>> start Material

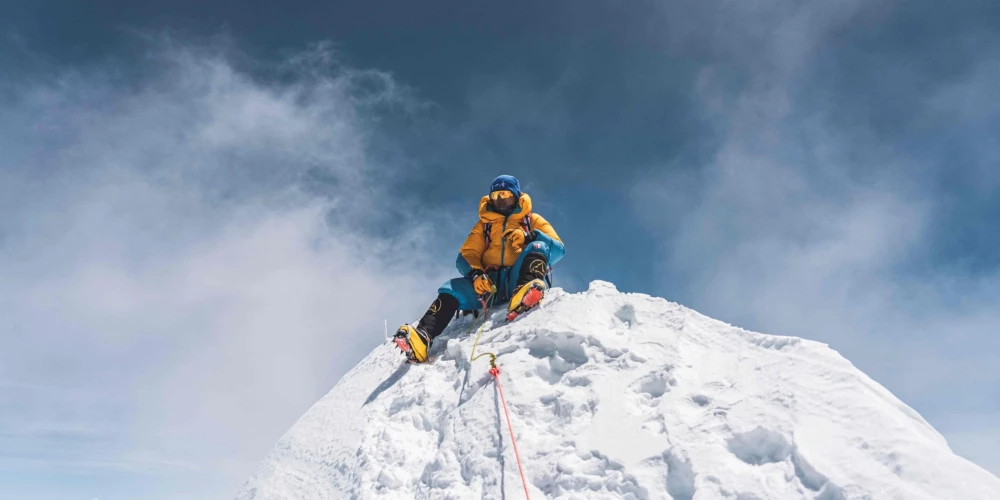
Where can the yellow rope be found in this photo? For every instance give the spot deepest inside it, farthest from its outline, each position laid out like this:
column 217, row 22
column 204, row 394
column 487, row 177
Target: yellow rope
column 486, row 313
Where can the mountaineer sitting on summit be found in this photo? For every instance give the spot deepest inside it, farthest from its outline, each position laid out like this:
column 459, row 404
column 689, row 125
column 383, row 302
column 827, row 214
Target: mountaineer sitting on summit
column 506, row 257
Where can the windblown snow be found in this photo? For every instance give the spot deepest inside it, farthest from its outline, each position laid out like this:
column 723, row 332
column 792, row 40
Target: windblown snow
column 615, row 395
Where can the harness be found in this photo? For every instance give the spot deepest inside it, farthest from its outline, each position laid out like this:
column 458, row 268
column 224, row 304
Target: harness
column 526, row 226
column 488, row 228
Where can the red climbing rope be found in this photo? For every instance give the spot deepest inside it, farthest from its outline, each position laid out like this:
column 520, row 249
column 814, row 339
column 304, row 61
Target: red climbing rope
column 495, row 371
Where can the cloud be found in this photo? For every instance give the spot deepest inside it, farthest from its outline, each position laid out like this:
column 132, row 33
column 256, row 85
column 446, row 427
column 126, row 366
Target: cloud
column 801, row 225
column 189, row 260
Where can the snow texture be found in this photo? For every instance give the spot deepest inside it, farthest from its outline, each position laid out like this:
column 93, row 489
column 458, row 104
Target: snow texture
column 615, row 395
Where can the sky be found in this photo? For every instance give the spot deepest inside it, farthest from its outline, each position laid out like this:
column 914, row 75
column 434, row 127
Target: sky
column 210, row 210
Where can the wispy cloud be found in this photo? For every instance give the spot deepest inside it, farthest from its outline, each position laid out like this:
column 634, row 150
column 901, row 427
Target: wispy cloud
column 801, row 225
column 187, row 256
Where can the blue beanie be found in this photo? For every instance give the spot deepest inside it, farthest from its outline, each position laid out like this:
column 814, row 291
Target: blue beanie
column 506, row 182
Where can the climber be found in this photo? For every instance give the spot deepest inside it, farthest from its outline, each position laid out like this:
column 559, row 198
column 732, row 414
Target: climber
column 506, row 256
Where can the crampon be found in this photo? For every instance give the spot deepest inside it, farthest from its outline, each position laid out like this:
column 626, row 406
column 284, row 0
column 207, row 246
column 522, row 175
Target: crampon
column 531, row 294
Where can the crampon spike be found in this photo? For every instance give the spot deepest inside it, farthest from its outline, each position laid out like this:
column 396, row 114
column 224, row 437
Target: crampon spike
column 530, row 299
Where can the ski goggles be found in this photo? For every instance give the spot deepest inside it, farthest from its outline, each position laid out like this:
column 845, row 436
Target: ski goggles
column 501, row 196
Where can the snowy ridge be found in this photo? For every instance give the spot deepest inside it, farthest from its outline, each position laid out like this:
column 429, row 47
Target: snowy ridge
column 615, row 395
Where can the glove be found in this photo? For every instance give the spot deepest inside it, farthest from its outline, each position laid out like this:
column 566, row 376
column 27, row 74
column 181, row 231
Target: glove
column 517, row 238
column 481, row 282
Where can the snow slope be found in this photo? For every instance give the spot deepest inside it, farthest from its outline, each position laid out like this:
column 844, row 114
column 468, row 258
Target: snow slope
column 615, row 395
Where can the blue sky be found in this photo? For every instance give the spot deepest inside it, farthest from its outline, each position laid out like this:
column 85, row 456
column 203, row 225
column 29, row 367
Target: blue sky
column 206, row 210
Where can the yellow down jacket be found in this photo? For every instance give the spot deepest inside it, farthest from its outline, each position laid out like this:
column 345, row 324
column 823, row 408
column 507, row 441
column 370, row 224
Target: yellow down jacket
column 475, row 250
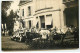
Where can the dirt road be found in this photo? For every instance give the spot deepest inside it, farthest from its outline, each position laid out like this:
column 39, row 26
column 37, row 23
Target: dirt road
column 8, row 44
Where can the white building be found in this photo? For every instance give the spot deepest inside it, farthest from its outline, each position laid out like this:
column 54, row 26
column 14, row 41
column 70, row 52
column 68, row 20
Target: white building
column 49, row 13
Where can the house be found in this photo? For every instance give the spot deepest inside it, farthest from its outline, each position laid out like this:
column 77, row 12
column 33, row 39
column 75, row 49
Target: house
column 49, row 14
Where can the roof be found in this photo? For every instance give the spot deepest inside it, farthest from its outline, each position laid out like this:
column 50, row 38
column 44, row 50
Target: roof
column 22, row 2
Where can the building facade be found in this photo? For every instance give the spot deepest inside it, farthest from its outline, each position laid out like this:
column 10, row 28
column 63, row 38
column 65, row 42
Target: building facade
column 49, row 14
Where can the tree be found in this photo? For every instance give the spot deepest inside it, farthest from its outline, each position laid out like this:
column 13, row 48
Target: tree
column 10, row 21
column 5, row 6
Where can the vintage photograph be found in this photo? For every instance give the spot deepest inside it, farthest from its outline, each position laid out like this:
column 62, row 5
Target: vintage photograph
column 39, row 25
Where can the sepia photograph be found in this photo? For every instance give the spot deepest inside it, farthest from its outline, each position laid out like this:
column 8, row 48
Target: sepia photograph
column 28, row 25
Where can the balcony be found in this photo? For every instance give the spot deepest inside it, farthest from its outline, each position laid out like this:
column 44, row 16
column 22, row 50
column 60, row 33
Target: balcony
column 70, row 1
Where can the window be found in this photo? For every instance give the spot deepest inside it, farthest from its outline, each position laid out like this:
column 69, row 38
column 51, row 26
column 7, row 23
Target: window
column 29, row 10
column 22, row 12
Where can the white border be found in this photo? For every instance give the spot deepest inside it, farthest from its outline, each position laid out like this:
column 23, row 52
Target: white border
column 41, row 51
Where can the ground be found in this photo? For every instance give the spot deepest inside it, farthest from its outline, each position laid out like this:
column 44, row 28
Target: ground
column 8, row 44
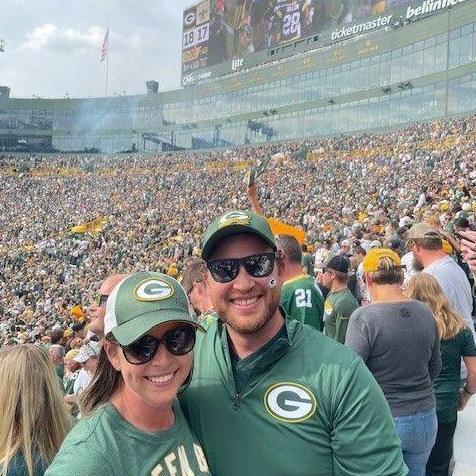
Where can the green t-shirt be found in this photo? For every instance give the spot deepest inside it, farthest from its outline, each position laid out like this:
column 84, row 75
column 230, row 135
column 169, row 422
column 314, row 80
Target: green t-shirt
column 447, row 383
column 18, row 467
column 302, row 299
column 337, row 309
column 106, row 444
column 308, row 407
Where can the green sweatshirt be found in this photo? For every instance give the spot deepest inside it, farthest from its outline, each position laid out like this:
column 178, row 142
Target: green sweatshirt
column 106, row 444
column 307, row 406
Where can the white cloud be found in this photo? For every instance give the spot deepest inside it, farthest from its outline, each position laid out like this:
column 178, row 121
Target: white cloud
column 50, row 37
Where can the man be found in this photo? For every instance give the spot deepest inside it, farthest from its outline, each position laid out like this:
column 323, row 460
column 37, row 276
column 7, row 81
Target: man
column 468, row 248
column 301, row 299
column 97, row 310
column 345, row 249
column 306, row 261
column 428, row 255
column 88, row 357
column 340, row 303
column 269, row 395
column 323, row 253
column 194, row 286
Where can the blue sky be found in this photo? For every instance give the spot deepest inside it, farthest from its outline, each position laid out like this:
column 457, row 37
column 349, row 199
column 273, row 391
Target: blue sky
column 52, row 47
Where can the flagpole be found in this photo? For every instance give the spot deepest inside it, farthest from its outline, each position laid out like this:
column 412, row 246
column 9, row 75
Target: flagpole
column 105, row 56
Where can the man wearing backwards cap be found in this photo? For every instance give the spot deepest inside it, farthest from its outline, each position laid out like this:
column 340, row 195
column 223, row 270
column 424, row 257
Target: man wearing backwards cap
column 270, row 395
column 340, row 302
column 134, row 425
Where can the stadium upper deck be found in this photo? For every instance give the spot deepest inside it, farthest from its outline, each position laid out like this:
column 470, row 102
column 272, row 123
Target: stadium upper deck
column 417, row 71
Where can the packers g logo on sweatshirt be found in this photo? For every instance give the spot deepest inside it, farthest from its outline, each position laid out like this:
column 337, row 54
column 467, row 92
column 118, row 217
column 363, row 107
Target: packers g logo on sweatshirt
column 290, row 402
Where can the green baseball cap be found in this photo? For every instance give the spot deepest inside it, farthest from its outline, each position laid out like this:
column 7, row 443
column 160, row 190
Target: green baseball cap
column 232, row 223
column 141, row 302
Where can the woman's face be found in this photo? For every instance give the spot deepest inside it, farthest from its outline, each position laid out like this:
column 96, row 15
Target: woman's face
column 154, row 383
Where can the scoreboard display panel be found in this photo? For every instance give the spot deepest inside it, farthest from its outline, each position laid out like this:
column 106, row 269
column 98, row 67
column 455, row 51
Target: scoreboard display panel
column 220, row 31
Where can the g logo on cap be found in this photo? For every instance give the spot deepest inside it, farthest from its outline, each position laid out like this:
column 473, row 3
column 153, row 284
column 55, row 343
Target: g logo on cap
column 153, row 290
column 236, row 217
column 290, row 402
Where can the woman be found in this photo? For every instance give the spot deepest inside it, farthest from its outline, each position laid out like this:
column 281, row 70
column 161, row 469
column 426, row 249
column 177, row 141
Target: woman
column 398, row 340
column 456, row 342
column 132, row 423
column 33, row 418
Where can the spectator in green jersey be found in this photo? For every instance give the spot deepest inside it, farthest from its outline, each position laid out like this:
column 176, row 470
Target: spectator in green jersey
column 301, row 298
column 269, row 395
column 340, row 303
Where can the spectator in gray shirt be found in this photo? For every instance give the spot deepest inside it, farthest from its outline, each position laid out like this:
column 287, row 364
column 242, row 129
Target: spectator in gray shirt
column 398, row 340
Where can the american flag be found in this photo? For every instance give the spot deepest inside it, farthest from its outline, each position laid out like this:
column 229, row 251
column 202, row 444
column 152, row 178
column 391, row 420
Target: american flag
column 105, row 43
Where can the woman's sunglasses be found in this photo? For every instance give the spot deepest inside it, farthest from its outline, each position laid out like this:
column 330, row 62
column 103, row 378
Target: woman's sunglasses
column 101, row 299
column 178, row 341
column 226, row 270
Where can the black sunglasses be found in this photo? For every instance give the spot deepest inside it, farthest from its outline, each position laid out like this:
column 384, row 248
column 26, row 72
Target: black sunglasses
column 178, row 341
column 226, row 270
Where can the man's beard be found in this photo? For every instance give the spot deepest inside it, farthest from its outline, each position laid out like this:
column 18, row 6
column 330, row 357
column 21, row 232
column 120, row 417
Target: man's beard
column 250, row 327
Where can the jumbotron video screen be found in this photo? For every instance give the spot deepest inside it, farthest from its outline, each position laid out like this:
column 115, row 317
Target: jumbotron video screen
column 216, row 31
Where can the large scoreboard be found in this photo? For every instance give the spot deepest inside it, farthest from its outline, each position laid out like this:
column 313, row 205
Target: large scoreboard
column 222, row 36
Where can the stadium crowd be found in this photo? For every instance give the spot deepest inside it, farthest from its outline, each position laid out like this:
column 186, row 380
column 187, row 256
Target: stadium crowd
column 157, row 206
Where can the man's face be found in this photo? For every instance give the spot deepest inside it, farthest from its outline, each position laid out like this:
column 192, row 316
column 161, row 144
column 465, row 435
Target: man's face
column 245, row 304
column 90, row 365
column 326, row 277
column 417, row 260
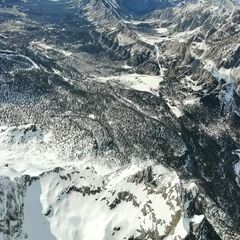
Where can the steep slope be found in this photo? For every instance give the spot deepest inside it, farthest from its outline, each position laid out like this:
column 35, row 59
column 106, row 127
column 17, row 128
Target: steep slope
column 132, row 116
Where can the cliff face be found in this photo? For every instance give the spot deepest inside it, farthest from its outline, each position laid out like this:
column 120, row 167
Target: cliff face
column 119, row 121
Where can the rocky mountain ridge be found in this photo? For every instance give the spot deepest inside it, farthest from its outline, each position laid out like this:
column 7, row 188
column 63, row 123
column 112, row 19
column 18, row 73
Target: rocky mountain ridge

>> end Material

* Set problem:
Rewrite the entries between the line holding "Where can the blue beanie" and the line holding "column 531, row 294", inclusive, putting "Object" wherever "Target" appears and leaving everything else unchanged.

* Reply:
Where can the blue beanie be found in this photo? For every instance give the spot deepest inside it, farthest from its outline, each position laid out like this:
column 814, row 291
Object: blue beanie
column 506, row 182
Where can the climber be found in this photo? For every instance give the spot deepest inside it, farthest from its outline, each position laid out like this:
column 559, row 198
column 732, row 414
Object: climber
column 506, row 256
Where can the crampon be found in this photo? For every instance give the spot deepest inside it, farthest from its outline, each position laid out like this:
column 626, row 406
column 284, row 0
column 207, row 246
column 522, row 175
Object: crampon
column 531, row 294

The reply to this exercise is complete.